### WORK TO BE COMPLETED:
Only the lines from the start of the data through the one containing "GET /detect?query=glasses" belong in your answer; return them exactly.

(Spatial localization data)
····················
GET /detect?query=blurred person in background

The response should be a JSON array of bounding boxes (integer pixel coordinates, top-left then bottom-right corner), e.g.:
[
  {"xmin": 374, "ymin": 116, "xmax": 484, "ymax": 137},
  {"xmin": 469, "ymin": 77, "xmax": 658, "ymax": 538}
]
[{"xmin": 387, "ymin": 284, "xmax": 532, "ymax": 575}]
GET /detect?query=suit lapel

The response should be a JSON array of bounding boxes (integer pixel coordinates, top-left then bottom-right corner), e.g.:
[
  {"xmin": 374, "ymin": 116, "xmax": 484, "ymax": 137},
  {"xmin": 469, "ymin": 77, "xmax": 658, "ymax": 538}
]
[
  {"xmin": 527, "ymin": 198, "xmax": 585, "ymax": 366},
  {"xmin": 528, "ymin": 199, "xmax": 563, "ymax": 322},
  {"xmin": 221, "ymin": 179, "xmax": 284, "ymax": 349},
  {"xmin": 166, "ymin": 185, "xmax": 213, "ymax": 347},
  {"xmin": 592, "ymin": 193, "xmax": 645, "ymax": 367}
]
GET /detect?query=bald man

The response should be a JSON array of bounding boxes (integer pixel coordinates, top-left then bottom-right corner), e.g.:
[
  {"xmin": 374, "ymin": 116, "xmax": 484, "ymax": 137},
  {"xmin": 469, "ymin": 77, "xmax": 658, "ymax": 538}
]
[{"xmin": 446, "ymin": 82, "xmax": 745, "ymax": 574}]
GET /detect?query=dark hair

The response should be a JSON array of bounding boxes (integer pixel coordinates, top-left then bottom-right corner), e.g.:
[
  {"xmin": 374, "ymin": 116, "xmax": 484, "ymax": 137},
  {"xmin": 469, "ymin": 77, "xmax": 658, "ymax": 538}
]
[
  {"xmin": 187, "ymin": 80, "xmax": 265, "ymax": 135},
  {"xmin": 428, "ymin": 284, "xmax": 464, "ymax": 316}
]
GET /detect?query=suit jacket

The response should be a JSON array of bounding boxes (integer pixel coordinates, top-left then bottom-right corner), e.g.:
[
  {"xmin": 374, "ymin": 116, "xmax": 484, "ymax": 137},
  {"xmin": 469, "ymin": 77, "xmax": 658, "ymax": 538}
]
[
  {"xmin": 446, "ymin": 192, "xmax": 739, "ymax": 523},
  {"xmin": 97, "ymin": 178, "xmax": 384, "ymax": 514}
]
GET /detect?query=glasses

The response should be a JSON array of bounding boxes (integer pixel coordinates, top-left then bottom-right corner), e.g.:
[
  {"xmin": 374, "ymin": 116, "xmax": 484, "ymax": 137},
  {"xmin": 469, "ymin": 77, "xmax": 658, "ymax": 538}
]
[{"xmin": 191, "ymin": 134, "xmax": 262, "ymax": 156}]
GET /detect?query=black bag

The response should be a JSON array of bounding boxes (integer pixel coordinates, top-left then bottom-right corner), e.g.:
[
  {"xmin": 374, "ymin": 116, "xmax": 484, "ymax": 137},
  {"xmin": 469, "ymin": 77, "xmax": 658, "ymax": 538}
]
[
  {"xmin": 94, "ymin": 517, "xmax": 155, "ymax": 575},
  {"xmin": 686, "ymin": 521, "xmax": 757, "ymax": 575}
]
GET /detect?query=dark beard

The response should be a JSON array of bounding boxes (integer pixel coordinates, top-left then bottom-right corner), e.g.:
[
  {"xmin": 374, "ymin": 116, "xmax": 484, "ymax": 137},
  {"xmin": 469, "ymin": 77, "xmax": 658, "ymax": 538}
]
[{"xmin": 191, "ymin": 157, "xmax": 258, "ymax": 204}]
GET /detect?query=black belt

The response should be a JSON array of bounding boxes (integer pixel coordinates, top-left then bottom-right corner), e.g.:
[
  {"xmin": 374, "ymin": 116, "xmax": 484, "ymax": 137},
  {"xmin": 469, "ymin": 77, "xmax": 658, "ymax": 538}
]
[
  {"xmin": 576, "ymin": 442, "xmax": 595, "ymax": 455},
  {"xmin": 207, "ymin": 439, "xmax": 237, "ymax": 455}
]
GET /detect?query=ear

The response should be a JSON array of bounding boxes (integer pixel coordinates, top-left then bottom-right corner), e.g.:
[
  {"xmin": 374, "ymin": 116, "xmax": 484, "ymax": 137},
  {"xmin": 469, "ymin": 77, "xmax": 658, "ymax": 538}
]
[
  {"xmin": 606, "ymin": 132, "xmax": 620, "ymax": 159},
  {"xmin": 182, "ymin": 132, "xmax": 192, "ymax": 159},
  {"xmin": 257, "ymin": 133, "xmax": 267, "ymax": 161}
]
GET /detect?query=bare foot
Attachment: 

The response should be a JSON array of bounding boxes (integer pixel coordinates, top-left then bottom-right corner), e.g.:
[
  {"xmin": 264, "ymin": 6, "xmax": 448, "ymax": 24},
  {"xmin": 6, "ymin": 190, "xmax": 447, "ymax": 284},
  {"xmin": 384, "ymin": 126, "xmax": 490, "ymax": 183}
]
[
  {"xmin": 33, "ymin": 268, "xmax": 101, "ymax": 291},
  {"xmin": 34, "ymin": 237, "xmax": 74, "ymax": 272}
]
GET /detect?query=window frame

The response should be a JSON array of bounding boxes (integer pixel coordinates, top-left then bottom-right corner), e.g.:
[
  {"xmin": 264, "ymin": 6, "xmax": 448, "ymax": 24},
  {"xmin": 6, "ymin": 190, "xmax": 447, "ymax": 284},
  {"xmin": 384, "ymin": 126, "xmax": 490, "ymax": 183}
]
····················
### SOLUTION TO THIS EXERCISE:
GET /detect?query=blurred person in background

The response should be a JSON array of bounding boxes (integer pixel coordinates, top-left then bottom-right corner), e.g.:
[
  {"xmin": 374, "ymin": 116, "xmax": 484, "ymax": 137},
  {"xmin": 469, "ymin": 77, "xmax": 658, "ymax": 538}
]
[{"xmin": 387, "ymin": 284, "xmax": 532, "ymax": 575}]
GET /detect?query=suit lapel

The response should be a JSON array of bounding boxes (integer pixel coordinates, top-left then bottom-right corner), e.g.:
[
  {"xmin": 374, "ymin": 116, "xmax": 484, "ymax": 137},
  {"xmin": 469, "ymin": 77, "xmax": 658, "ymax": 538}
]
[
  {"xmin": 527, "ymin": 198, "xmax": 585, "ymax": 366},
  {"xmin": 528, "ymin": 199, "xmax": 563, "ymax": 322},
  {"xmin": 221, "ymin": 179, "xmax": 284, "ymax": 349},
  {"xmin": 166, "ymin": 185, "xmax": 213, "ymax": 347},
  {"xmin": 592, "ymin": 193, "xmax": 645, "ymax": 367}
]
GET /detect?query=bald man

The response should be a JSON array of bounding boxes (integer pixel coordinates, top-left then bottom-right corner), e.g.:
[
  {"xmin": 374, "ymin": 116, "xmax": 484, "ymax": 137},
  {"xmin": 469, "ymin": 77, "xmax": 658, "ymax": 538}
]
[{"xmin": 446, "ymin": 82, "xmax": 745, "ymax": 574}]
GET /detect?query=dark hair

The response should be a JSON array of bounding boxes (integer pixel coordinates, top-left then bottom-right corner), e.g.:
[
  {"xmin": 374, "ymin": 116, "xmax": 484, "ymax": 137},
  {"xmin": 469, "ymin": 77, "xmax": 658, "ymax": 538}
]
[
  {"xmin": 187, "ymin": 80, "xmax": 265, "ymax": 135},
  {"xmin": 428, "ymin": 284, "xmax": 464, "ymax": 316}
]
GET /detect?query=suit jacket

The response should be a JSON array of bounding boxes (integer pixel coordinates, top-left then bottom-right corner), e.g.:
[
  {"xmin": 374, "ymin": 116, "xmax": 484, "ymax": 137},
  {"xmin": 469, "ymin": 77, "xmax": 658, "ymax": 538}
]
[
  {"xmin": 446, "ymin": 192, "xmax": 739, "ymax": 523},
  {"xmin": 97, "ymin": 178, "xmax": 384, "ymax": 514}
]
GET /detect?query=glasses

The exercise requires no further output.